▸ Selected excerpt:
--------

Output of C programs | Set 64 (Pointers)

Prerequisite : Pointers in C
Question 1 : What will be the output of following program?

#include "stdio.h" 
int main() 
{ 
    char a[] = { 'A', 'B', 'C', 'D' }; 
    char* ppp = &a[0]; 
    *ppp++; // Line 1 
    printf("%c %c ", *++ppp, --*ppp); // Line 2 
} 

OPTIONS:
a)C B
b)B A
c)B C
d)C A

OUTPUT: (d) C A

Explanation:
Line 1 : Now, ppp points to next memory location i.e., index 1 of the character array.
Line 2 : Firstly, –*ppp= –(*ppp) is executed and hence the value ‘B’ (which is in the index 1 position of the char[] array) gets decremented by 1(i.e., it becomes ‘A’)and it is sent for printing. Then *++ppp= *(++ppp) is executed which initially increments the pointer to the next element of the array and prints the value in that index number 2 which is ‘C’. Although –*ppp is executed first compared to *++ppp, the display will be shown in the order as we mentioned in the printf() function in line 2. Hence we get output as C A.

Question 2 : What will be the output of following program?

#include <stdio.h> 
int main() 
{ 
    int* ptr; 
    *ptr = 5; 
    printf("%d", *ptr); 
    return 0; 
} 

OPTIONS:
a) compilation error
b) Runtime error
c) 5
d) linker error

OUTPUT: (b) Runtime error

Explanation: Pointer variable (*ptr) cannot be initialized.

--------

▸ Set exercise 1:
Using the C pointer quiz, decide whether each statement agrees with it: (a) the first program's output is C A; (b) the listed answer for the second program is a compilation error; (c) the character array in the first program holds five letters. For each, answer yes or no and quote the deciding words.
The C pointer quiz and the records come from unrelated sources.

--------

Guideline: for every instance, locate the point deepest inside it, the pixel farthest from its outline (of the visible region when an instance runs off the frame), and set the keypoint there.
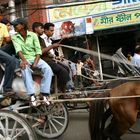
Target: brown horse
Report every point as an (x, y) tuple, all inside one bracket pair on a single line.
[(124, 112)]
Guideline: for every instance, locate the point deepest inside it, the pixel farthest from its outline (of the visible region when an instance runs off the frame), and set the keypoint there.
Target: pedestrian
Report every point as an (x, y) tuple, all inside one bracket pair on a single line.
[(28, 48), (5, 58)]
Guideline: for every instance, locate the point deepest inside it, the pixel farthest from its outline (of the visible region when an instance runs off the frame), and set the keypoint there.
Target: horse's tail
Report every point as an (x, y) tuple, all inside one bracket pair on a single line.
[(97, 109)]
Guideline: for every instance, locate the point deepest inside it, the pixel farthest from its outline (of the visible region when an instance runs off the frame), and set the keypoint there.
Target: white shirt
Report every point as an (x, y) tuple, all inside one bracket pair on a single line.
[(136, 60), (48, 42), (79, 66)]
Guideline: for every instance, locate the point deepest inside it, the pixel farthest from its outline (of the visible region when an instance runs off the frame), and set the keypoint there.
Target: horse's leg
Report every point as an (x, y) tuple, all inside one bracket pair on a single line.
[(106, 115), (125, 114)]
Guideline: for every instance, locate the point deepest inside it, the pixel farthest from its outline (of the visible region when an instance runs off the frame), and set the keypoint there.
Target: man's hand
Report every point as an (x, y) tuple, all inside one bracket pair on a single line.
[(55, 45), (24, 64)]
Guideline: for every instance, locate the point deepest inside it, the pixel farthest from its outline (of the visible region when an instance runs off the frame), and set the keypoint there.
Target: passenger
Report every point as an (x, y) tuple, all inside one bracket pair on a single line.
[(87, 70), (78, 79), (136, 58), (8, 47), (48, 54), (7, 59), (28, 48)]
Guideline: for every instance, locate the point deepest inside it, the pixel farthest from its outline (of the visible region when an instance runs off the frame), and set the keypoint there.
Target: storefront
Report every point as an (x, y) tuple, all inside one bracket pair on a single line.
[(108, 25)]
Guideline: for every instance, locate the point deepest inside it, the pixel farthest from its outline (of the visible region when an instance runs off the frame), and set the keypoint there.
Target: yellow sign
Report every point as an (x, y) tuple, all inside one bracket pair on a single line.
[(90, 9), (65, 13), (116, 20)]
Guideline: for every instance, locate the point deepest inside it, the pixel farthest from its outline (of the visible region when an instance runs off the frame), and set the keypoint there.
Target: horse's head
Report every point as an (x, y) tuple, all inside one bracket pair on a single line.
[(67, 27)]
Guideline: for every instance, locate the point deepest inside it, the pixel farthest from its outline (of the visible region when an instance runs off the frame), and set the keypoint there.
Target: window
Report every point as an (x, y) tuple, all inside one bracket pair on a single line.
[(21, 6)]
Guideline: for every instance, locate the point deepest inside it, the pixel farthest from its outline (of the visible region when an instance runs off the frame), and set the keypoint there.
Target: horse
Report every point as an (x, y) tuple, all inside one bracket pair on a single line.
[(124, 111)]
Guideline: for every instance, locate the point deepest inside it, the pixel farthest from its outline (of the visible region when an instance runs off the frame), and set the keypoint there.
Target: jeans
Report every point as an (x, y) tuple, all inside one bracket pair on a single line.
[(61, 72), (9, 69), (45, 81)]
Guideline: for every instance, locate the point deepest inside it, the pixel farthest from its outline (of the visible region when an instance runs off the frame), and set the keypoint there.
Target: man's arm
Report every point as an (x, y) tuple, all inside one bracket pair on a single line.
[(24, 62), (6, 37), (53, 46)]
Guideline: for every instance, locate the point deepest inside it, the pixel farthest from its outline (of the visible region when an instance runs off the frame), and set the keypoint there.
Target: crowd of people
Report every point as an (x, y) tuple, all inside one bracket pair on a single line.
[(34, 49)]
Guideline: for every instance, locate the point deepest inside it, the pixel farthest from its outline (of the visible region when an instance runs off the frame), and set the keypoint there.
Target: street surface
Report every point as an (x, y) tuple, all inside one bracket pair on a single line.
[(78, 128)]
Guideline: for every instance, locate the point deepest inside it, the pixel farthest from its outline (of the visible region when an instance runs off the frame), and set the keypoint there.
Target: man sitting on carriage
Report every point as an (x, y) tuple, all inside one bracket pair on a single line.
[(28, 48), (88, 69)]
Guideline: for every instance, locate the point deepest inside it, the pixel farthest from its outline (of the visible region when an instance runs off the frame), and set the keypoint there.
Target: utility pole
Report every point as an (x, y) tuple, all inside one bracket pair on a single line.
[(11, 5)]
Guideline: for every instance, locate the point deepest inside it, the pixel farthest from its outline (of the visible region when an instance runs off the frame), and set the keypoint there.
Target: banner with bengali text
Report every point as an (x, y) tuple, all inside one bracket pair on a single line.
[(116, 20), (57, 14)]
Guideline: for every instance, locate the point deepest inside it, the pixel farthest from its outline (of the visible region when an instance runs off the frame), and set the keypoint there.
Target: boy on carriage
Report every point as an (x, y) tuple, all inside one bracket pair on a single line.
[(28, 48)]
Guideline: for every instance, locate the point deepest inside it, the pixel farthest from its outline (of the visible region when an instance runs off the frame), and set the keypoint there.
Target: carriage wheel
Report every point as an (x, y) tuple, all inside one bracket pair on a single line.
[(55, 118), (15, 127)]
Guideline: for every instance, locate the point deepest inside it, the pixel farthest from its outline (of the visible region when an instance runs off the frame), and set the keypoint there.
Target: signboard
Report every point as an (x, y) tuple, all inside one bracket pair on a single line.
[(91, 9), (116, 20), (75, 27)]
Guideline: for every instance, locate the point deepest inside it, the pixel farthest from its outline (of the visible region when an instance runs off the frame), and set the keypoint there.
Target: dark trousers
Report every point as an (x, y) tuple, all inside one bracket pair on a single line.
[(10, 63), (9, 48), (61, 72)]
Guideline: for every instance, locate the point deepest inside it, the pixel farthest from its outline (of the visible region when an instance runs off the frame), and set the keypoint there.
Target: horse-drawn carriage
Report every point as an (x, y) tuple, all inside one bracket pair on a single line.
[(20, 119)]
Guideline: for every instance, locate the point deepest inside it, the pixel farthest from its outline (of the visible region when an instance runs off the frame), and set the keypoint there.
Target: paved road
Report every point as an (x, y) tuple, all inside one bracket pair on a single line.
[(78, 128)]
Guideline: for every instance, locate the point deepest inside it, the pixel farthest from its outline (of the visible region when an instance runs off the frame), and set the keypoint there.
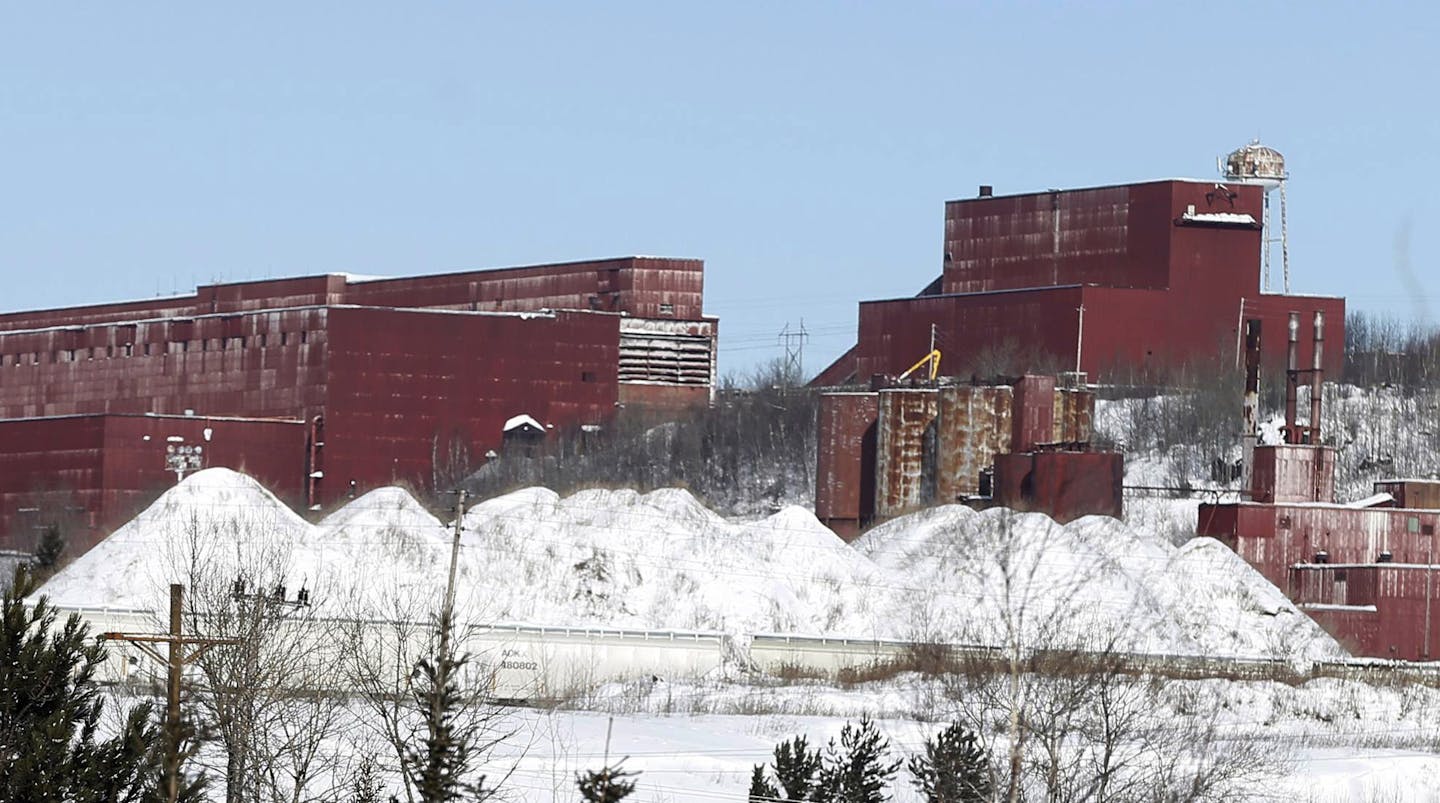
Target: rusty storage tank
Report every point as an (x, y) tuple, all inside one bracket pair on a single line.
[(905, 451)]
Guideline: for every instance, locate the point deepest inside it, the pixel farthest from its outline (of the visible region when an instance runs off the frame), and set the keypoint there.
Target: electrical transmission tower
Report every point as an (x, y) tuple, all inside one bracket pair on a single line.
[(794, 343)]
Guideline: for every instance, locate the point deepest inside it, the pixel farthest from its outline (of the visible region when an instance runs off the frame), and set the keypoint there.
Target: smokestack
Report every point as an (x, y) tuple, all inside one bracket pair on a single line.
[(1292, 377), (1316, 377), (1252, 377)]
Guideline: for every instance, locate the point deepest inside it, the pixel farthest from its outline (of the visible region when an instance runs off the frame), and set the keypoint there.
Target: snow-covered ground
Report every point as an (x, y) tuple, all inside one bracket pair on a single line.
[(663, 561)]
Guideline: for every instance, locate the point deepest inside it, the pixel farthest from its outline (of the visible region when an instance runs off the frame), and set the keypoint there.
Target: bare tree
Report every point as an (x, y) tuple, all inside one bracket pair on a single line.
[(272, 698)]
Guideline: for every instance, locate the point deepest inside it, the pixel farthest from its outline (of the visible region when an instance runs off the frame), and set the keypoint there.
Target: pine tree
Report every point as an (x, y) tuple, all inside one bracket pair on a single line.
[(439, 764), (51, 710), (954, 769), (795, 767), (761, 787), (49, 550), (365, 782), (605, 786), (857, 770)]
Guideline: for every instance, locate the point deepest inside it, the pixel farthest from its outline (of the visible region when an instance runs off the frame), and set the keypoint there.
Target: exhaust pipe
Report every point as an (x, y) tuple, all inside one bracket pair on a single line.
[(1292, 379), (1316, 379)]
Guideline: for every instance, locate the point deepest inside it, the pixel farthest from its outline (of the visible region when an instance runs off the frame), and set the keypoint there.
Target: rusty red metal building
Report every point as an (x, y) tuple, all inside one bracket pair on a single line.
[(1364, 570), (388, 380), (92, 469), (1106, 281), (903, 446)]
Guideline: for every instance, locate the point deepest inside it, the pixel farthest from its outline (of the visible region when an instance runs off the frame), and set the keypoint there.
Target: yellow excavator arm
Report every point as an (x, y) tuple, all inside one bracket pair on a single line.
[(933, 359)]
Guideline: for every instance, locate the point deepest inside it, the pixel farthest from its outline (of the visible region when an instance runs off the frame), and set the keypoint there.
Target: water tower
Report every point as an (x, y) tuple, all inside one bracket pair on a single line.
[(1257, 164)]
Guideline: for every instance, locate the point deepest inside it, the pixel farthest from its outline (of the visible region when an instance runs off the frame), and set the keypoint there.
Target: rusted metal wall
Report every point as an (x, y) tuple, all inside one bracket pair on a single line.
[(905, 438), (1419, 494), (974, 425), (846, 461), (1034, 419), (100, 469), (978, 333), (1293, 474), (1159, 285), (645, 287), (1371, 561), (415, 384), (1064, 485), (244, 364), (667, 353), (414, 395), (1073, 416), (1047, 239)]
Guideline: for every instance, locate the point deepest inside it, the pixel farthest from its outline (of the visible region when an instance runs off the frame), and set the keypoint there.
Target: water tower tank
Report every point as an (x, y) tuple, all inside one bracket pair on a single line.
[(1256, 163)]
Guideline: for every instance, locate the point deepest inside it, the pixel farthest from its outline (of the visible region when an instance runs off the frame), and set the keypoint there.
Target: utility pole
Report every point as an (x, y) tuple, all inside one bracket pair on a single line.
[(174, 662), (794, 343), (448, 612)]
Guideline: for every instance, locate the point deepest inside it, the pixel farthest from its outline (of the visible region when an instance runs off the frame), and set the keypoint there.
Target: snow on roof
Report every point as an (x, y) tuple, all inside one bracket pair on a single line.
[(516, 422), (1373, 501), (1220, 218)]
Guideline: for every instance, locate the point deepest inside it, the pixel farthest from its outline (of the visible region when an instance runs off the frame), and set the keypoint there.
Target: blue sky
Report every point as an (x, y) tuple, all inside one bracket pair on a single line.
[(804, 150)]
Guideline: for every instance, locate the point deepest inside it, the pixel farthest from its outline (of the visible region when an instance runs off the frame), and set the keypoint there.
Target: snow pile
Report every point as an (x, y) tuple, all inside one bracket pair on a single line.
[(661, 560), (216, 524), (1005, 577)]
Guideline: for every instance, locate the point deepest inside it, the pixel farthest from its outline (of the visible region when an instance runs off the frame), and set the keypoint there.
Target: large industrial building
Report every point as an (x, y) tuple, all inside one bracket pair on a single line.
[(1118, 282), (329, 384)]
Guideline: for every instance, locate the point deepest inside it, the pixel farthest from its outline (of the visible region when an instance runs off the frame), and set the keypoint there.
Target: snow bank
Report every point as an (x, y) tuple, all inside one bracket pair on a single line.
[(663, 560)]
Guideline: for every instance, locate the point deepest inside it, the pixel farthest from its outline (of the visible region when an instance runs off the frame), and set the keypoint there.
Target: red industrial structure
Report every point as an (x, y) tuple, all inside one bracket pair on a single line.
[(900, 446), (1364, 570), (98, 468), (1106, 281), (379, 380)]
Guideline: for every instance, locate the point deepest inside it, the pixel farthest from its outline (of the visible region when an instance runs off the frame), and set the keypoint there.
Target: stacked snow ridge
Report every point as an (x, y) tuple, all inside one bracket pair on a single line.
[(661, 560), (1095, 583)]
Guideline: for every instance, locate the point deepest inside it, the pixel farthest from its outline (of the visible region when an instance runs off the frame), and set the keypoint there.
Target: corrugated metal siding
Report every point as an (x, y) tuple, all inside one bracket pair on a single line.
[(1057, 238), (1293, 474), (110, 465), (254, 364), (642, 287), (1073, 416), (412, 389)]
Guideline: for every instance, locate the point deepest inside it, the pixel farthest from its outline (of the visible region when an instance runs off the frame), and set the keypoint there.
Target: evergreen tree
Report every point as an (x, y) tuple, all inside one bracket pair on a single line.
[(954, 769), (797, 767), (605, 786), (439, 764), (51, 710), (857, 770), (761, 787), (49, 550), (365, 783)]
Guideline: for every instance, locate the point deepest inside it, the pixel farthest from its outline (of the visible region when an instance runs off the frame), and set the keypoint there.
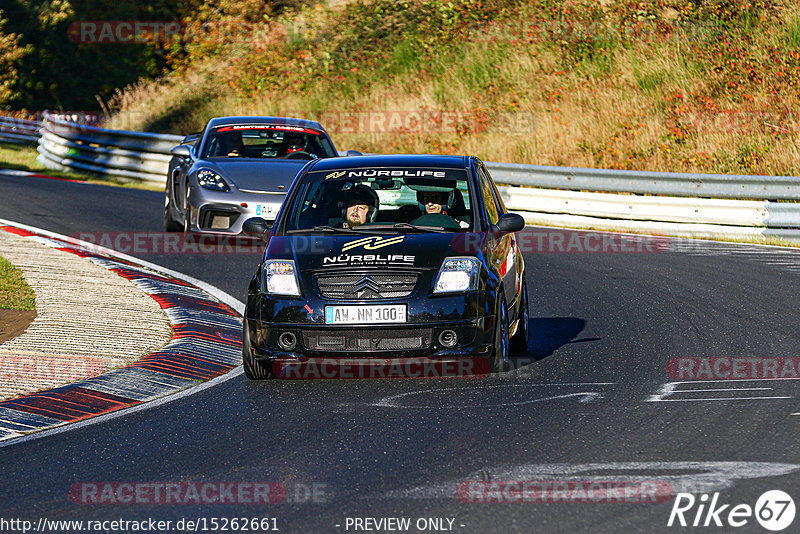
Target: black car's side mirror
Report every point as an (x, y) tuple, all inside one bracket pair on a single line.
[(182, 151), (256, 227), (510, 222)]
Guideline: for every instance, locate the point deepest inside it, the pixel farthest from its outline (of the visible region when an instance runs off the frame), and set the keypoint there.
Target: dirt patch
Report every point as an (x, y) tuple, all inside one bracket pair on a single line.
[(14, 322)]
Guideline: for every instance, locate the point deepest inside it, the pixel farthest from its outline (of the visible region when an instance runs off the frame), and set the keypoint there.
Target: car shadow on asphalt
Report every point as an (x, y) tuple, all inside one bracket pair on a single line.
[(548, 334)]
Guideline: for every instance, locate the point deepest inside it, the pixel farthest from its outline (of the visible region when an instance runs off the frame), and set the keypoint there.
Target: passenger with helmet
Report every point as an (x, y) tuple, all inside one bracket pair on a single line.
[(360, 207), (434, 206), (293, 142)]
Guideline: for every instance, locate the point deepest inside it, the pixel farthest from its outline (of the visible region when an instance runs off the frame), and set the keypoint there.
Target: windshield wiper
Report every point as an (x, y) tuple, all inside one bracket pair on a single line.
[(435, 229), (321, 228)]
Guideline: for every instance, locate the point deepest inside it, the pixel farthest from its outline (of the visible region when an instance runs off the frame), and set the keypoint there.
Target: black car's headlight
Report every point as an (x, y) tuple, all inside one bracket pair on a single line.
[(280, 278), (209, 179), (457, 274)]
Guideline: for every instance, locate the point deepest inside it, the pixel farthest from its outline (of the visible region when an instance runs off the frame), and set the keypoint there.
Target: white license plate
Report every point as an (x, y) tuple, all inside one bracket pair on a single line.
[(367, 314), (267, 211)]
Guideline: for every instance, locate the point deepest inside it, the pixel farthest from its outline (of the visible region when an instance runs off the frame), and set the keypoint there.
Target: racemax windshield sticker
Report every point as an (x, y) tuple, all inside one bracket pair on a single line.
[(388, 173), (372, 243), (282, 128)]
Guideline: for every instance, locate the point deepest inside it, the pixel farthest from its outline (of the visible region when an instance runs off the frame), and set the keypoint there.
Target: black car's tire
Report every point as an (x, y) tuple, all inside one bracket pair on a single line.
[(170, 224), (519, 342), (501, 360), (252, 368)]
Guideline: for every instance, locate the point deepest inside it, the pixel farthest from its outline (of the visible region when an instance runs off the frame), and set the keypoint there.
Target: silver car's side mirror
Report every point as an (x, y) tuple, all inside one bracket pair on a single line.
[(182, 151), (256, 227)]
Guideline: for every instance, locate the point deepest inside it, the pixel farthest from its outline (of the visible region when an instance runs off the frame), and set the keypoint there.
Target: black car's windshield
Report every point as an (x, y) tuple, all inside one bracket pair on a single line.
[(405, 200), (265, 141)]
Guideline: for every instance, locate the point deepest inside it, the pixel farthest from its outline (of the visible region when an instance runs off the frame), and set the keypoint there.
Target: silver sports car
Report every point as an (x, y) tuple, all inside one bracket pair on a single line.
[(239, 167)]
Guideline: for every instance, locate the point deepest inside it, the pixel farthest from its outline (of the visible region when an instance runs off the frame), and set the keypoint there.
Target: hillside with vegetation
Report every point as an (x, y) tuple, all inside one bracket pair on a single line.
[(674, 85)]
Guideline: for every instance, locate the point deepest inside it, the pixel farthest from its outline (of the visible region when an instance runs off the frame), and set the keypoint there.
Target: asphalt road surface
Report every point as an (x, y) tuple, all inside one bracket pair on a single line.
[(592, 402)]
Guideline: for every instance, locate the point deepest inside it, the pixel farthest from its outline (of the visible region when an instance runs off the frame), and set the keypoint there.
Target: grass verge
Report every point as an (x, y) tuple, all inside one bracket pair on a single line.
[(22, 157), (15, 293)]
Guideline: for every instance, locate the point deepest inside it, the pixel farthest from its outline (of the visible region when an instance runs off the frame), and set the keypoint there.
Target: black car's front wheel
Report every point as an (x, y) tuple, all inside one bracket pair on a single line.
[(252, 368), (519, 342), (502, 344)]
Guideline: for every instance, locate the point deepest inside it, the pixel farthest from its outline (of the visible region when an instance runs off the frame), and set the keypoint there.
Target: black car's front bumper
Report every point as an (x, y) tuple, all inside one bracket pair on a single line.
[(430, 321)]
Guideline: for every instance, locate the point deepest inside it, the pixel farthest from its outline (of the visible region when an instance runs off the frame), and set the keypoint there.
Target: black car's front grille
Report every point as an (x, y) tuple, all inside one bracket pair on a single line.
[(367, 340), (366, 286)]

--------

▸ Set exercise 2:
Identify each line in the records that contains the word "wheel", and copy every one of those lines.

▸ Complete answer 1:
(a) Yes: "OUTPUT: (d) C A"
(b) No: "OUTPUT: (b) Runtime error"
(c) No: "char a[] = { 'A', 'B', 'C', 'D' };"

▸ Complete answer 2:
Target: carriage wheel
Target: black car's front wheel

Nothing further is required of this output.